[Compiti da svolgere]
• A. Elenchi tutti gli ambiti per i quali, secondo il testo riportato, la riforma prevede che anche le Regioni abbiano potere legislativo esclusivo.
• B. Riscriva il passo del testo riportato che inizia con "L'obiettivo è quello" e termina con "DINI (ore 11,30)", sostituendo "connessione stabile" con "connessione duratura".

L'obiettivo è quello di una progressiva integrazione dell'aria meridionale a partire dalla sua antica capitale - penso a Napoli e all'area metropolitana di Roma - al fine di creare una connessione stabile e, successivamente, una struttura di legame tra Lazio e Campania, mediante quello che abbiamo definito "progetto Roma-Neapolis". Si tratta di corrispondere ai processi di integrazione del Centro-Nord attorno alle città di Milano, Torino e Genova. Questo sarà possibile solo ed esclusivamente per gli evidenti vantaggi e benefìci della devolution.
 
Presidenza del vice presidente DINI (ore 11,30)
 
(Segue LAURO). Dunque, la devolution è una grande opportunità per realizzare una svolta epocale, capace di modificare positivamente i destini del nostro Paese. Calare questa nuova grande riforma nel quadro delle innovazioni legislative che questo Governo è stato capace di realizzare assieme al Parlamento significa completare la trasformazione del Paese. Si tratta di una vistosa e generale trasformazione che non potrà non arrecare miglioramenti alle condizioni economiche e sociali degli italiani, perseguendo una razionalizzazione della spesa, investimenti in grandi opere e un'accorta gestione di servizi pubblici grazie ad una campagna di intensa infrastrutturazione del Paese.
I caratteri della riforma sono chiari. Prevedono che anche le Regioni abbiano potere legislativo esclusivo per l'assistenza, l'organizzazione sanitaria, l'organizzazione scolastica, la gestione degli istituti scolastici, la definizione della parte dei programmi scolastici e formativi di interesse specifico della Regione, la polizia amministrativa regionale e locale. È stata prevista, tuttavia, una clausola di interesse nazionale. Il Governo può bloccare una legge regionale se ritiene che questa pregiudichi l'interesse nazionale e potrà invitare la Regione a cancellarla; ove la risposta sarà negativa, la questione sarà sottoposta al Parlamento in seduta comune che avrà 15 giorni di tempo per annullarla.
Quanto ad altri aspetti della riforma, vanno sottolineate la riduzione dei parlamentari e l'introduzione di clausole di garanzia nei due rami del Parlamento a favore delle minoranze, in una ottica semplificatrice. Inoltre viene snellito l'iter legislativo dei provvedimenti, sfuggendo al rigido bicameralismo e adottando procedure e tempistiche in linea con la necessità dei nostri tempi. Un'ulteriore novità è quella della modifica delle modalità di elezione del Capo dello Stato quale supremo garante della Costituzione.

[Righe estratte]
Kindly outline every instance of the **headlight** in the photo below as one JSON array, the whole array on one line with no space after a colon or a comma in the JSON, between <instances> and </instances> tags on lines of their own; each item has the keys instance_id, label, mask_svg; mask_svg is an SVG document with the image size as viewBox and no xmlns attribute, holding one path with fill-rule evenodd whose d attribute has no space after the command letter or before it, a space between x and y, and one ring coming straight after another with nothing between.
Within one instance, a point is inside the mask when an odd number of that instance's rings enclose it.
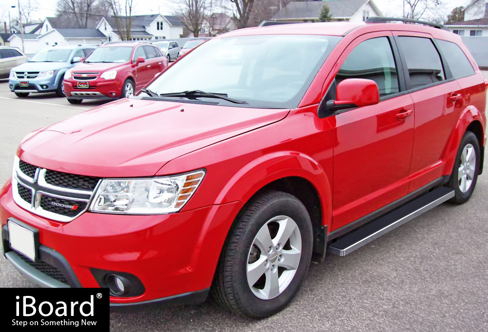
<instances>
[{"instance_id":1,"label":"headlight","mask_svg":"<svg viewBox=\"0 0 488 332\"><path fill-rule=\"evenodd\" d=\"M108 72L105 72L103 73L100 76L102 78L105 78L105 79L115 79L115 77L117 76L117 71L116 70L110 70Z\"/></svg>"},{"instance_id":2,"label":"headlight","mask_svg":"<svg viewBox=\"0 0 488 332\"><path fill-rule=\"evenodd\" d=\"M158 215L181 210L205 176L203 170L169 176L106 179L90 206L92 212Z\"/></svg>"},{"instance_id":3,"label":"headlight","mask_svg":"<svg viewBox=\"0 0 488 332\"><path fill-rule=\"evenodd\" d=\"M52 76L54 75L54 70L48 70L45 72L39 72L39 75L38 76L39 77L41 76Z\"/></svg>"}]
</instances>

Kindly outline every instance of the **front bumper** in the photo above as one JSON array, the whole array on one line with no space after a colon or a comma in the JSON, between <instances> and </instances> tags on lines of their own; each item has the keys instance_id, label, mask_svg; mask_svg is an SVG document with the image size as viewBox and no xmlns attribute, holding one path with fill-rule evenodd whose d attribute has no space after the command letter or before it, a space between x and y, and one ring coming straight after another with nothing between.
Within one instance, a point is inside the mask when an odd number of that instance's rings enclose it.
<instances>
[{"instance_id":1,"label":"front bumper","mask_svg":"<svg viewBox=\"0 0 488 332\"><path fill-rule=\"evenodd\" d=\"M65 79L63 81L66 97L70 99L118 99L122 94L122 83L117 79L105 80L97 78L87 81L88 88L78 87L79 81Z\"/></svg>"},{"instance_id":2,"label":"front bumper","mask_svg":"<svg viewBox=\"0 0 488 332\"><path fill-rule=\"evenodd\" d=\"M20 86L20 82L28 82L28 86ZM52 92L58 88L56 84L56 76L53 75L49 77L37 78L26 79L10 77L8 79L8 86L12 92L28 92L29 93L40 93Z\"/></svg>"},{"instance_id":3,"label":"front bumper","mask_svg":"<svg viewBox=\"0 0 488 332\"><path fill-rule=\"evenodd\" d=\"M111 305L119 306L166 300L183 303L189 298L201 302L211 284L229 228L242 207L236 202L156 215L86 212L63 223L19 207L11 185L0 192L2 227L8 218L14 218L38 229L41 246L65 259L81 287L100 287L93 270L136 276L143 285L143 293L111 296Z\"/></svg>"}]
</instances>

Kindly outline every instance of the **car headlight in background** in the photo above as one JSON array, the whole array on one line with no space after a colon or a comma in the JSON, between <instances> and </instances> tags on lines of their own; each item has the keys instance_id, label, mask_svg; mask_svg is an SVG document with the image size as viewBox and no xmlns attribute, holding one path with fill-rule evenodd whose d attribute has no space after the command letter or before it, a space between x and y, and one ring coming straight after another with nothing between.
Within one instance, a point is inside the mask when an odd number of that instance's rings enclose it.
<instances>
[{"instance_id":1,"label":"car headlight in background","mask_svg":"<svg viewBox=\"0 0 488 332\"><path fill-rule=\"evenodd\" d=\"M146 178L102 180L92 212L158 215L179 211L197 190L205 171Z\"/></svg>"},{"instance_id":2,"label":"car headlight in background","mask_svg":"<svg viewBox=\"0 0 488 332\"><path fill-rule=\"evenodd\" d=\"M115 77L117 76L117 71L109 70L105 72L100 75L100 77L105 79L115 79Z\"/></svg>"},{"instance_id":3,"label":"car headlight in background","mask_svg":"<svg viewBox=\"0 0 488 332\"><path fill-rule=\"evenodd\" d=\"M45 72L39 72L39 75L38 75L38 77L41 77L43 76L52 76L54 75L54 70L48 70Z\"/></svg>"}]
</instances>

[Risposte complete]
• A.
- l'assistenza
- l'organizzazione sanitaria
- l'organizzazione scolastica
- la gestione degli istituti scolastici
- la definizione della parte dei programmi scolastici e formativi di interesse specifico della Regione
- la polizia amministrativa regionale e locale

• B.
L'obiettivo è quello di una progressiva integrazione dell'aria meridionale a partire dalla sua antica capitale - penso a Napoli e all'area metropolitana di Roma - al fine di creare una connessione duratura e, successivamente, una struttura di legame tra Lazio e Campania, mediante quello che abbiamo definito "progetto Roma-Neapolis". Si tratta di corrispondere ai processi di integrazione del Centro-Nord attorno alle città di Milano, Torino e Genova. Questo sarà possibile solo ed esclusivamente per gli evidenti vantaggi e benefìci della devolution.
 
Presidenza del vice presidente DINI (ore 11,30)